▶ [TEXT SHOWN]:

========

How to keep your kids (or anyone else) from buying on your Google Play account

Passwords, passwords, passwords

Have we mentioned lately the importance of using a password? Whether it's on your device itself, or any of your accounts, you've got to keep things behind a password. And that goes for making purchases from Google Play as well.

Android Central University — Security

A more recent bone of contention has been with keeping kids from racking up big bills on their parents' credit cards by haphazardly downloading anything and everything. That it's so easy to download apps and music and books is a good thing — but it also means it's easy to little ones to do so, ignorant of the cost — or the consequences.

But it's also pretty easy to protect your Google account so that there's a check in place before anyone else spends your money.

The first time you use Google Play ...

Google Play warning

For its part, Google does pretty much gives you every opportunity to secure your Google Play Store experience from unwanted purchases. When you first buy an app on Google Play for the first time — the first time after signing in on a device, that is — you'll have to enter your Google account password. That starts a 30-minute window, during which you won't have to enter the password again. That in and of itself is not a bad thing. If you're buying a bunch of apps, or books, or whatever, entering your password every time is simply an annoyance.

========

▶ [DATA]:
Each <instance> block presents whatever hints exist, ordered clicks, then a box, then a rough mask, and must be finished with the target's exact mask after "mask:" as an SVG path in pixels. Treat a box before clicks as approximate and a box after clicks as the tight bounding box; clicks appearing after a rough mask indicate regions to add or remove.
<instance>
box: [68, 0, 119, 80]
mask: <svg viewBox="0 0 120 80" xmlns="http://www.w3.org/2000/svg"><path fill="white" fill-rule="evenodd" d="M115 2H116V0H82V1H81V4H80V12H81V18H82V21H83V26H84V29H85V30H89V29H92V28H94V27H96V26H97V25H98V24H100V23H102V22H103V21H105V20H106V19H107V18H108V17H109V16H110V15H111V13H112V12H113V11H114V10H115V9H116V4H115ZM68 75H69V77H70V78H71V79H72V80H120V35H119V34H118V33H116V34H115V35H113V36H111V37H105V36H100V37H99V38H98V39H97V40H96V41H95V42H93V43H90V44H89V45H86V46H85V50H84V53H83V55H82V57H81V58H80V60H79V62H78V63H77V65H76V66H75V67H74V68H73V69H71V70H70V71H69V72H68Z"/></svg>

========

▶ [PROBLEM STATEMENT]:
Could you carry on the piece about blocking unwanted Google Play purchases, picking up right after its last sentence? The lines can be left aside.

▶ [RESPONSE TO THE EXERCISE]:
And then you'll be reminded about the way this all works, and given an immediate opportunity to change your settings:

Every time you enter a password for a purchase, you can continue to buy all forms of digital content through Google Play (including within apps) for the next 30 minutes without a password.

So, again, the default setting is for you to have to re-enter your password every half-hour. The concern some folks have is that the 30-minute password-free window is too long. It only takes a kid (or someone else) just a few seconds to start making purchases after you've used your password.

Confirming your password ...

Password confirmation

It's worth noting that if you have to enter your password again later when purchasing an app, there's another reminder (hidden behind a sort of "more info" question mark) about securing your Google Play account in the Store app.

Changing the password confirmation window

And, finally, there's the option to change this whole password confirmation thing. You only have three options: A 30-minute grace period, no grace period (meaning you have to enter your password for every purchase), or you can just turn off the password requirement altogether, which we don't recommend.

You can get to this option from any of the reminder links, or by going into the Google Play Store app settings by sliding the drawer menu out from the left.

For even more information ...

If you still have questions about all this, we recommend Google's "Why am I being asked for my password on Google Play?" support page.

Visit our Google Play mini-site for everything there is to know about Google Play

Phil Nickinson
  • Thanks for this good tip
  • Instead of worrying about your kids buying games using your smartphone, just buy a $15 gift card and add it to your account. Believe me you will sleep better.
  • Yeah. That's how I'm gonna set my kids up when they get their own devices, I think.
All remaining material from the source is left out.